## START Information shown

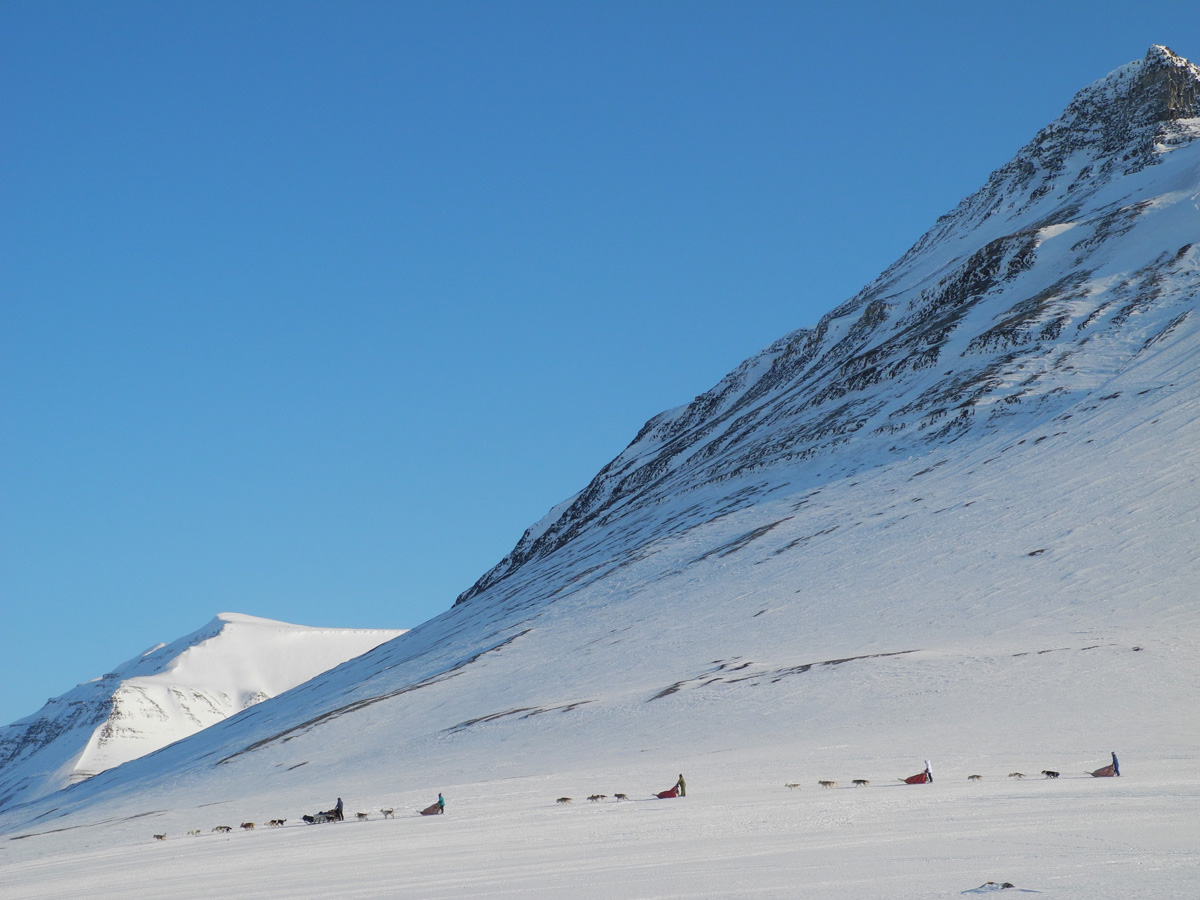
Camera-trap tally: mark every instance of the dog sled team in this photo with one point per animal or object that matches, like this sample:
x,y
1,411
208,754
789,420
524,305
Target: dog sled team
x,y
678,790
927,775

## END Information shown
## START Information shown

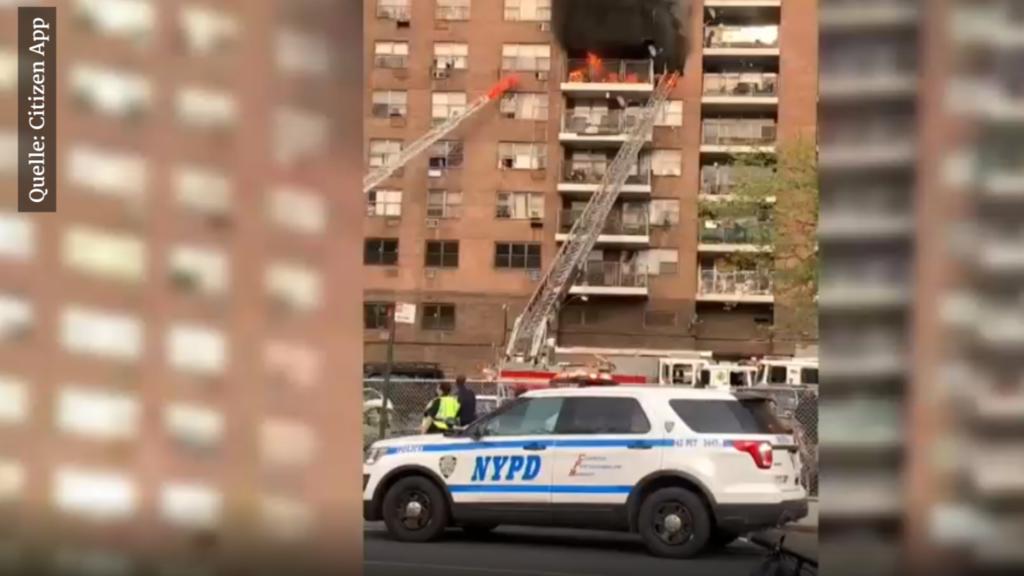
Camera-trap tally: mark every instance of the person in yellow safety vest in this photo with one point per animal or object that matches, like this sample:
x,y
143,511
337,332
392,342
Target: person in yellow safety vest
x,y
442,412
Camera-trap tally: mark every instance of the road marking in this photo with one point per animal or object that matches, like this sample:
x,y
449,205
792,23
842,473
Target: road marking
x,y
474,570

## END Information shown
## START Information shown

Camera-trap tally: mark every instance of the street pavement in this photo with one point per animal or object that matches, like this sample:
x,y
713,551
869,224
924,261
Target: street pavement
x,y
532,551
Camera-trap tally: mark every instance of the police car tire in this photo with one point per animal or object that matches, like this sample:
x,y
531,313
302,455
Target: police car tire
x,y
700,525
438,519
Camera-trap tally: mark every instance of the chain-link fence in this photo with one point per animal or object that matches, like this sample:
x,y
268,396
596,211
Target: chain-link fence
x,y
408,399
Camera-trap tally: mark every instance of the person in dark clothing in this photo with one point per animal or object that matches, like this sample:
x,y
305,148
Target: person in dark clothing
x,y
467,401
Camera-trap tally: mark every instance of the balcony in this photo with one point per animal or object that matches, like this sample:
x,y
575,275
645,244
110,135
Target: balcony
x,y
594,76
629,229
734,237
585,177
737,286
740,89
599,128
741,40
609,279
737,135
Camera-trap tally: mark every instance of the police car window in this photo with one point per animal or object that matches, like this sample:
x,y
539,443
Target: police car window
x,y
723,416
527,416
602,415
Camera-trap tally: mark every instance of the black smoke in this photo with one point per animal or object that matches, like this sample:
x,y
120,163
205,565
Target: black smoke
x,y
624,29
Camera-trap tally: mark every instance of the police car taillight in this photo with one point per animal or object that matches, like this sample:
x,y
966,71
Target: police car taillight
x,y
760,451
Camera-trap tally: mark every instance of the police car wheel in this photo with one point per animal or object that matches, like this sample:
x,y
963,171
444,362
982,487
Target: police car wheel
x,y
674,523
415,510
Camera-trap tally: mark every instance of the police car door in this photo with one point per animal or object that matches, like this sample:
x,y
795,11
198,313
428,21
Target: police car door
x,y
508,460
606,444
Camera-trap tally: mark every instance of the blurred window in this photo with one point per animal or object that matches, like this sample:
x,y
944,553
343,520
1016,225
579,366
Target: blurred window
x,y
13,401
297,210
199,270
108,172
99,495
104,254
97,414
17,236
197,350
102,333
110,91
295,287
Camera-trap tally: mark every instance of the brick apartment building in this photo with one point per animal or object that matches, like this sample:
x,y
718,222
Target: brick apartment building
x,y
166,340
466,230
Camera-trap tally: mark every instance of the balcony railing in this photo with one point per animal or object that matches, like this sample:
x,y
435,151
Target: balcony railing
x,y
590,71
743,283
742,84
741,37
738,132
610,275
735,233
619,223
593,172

## END Information shown

* **Written task**
Please pull out every line in the data above that contains the word "clothing", copying each line in full.

* **Written answer**
Camera-trap tally: mark every instance of the person in dark clothing in this photo with one point per animal or object that matches, like this sample:
Target: person in dark clothing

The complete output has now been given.